Entries from a point annotation set:
◇ ◇ ◇ ◇ ◇ ◇ ◇

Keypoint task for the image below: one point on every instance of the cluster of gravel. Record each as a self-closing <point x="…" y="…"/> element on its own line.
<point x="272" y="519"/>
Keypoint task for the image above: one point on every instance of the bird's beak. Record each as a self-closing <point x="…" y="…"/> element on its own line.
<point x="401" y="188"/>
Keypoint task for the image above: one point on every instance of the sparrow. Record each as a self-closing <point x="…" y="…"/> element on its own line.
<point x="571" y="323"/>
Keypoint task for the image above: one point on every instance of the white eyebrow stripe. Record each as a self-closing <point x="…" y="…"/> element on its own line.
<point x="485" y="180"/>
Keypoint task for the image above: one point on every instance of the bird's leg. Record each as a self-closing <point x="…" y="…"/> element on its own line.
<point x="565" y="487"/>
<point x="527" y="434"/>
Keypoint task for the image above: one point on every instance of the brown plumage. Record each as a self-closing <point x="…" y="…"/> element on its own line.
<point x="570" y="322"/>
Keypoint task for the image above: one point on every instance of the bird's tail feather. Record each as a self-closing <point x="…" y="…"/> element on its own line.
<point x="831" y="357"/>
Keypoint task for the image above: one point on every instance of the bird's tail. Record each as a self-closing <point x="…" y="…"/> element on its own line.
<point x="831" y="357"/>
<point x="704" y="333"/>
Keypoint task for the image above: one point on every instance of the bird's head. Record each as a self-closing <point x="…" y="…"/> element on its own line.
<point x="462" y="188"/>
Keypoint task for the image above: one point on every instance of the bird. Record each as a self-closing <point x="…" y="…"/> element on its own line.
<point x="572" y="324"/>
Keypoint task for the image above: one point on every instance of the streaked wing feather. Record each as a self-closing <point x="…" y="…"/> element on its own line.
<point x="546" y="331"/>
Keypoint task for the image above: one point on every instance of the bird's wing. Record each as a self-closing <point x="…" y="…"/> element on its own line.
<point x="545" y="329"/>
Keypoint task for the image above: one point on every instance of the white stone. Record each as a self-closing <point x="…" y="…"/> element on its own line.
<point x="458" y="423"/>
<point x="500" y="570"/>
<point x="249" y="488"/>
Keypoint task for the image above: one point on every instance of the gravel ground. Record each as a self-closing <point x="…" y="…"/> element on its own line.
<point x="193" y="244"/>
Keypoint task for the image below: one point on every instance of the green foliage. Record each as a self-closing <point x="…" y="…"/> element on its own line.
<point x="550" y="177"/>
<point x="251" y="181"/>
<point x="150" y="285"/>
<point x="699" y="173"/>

◇ ◇ ◇ ◇ ◇ ◇ ◇

Task requirements ::
Transcribe every line of the records above without changing anything.

Solution for this task ::
Keypoint task for the image below: one point on every instance of the cluster of gravel. Record each as a self-closing <point x="…" y="…"/> element on its own line.
<point x="272" y="519"/>
Keypoint task for the image above: one point on every instance of the bird's beak. Record each as a self-closing <point x="…" y="…"/> element on its own line.
<point x="401" y="188"/>
Keypoint task for the image above: one point on every instance of the sparrow. Record each as a self-closing <point x="…" y="…"/> element on its own line.
<point x="571" y="323"/>
Keypoint task for the image above: one point on every instance of the white eyebrow stripe. Record each as a self-closing <point x="…" y="…"/> element on its own line.
<point x="485" y="180"/>
Keypoint task for the image above: one point on every instance of the bird's leg. Record each as a self-closing <point x="…" y="…"/> element on its own line.
<point x="565" y="487"/>
<point x="527" y="434"/>
Keypoint task for the image above: one point on every instance of the brown plumage. Record each as a self-closing <point x="…" y="…"/> element on its own line.
<point x="570" y="322"/>
Keypoint task for the image above: one point on every instance of the bird's tail feather. Record each as a self-closing <point x="…" y="…"/> element on its own line.
<point x="831" y="357"/>
Keypoint task for the image above: one point on every instance of the bird's tail. Record each as a self-closing <point x="…" y="…"/> element on its own line.
<point x="831" y="357"/>
<point x="704" y="333"/>
Keypoint task for the image above: one point on every instance of the bird's head. Record each as a self-closing <point x="…" y="…"/> element on its own line.
<point x="462" y="188"/>
Keypoint task for the image above: one point on every instance of the bird. Record each as a self-closing <point x="…" y="…"/> element on its own line.
<point x="572" y="324"/>
Keypoint task for the image above: one point on every instance of the streaked wing feather. Record each as a self-closing <point x="…" y="…"/> element on its own line.
<point x="546" y="331"/>
Keypoint task for the image above: one point on every instance of the bird's wing. Record each as a self-closing <point x="…" y="…"/> element on its own line.
<point x="545" y="329"/>
Keypoint task for the image above: one point on every instance of the white stone. Record each as a self-closing <point x="…" y="…"/> element on its own line.
<point x="458" y="423"/>
<point x="500" y="570"/>
<point x="249" y="488"/>
Keypoint task for the image above: one point on every instance of the gravel ground. Record each as a self-closing <point x="…" y="…"/> element on its own line.
<point x="193" y="244"/>
Keypoint task for the image below: one point on every instance of the green foliage. Record each as a self-closing <point x="…" y="…"/> element on its own line.
<point x="550" y="177"/>
<point x="251" y="181"/>
<point x="150" y="285"/>
<point x="699" y="173"/>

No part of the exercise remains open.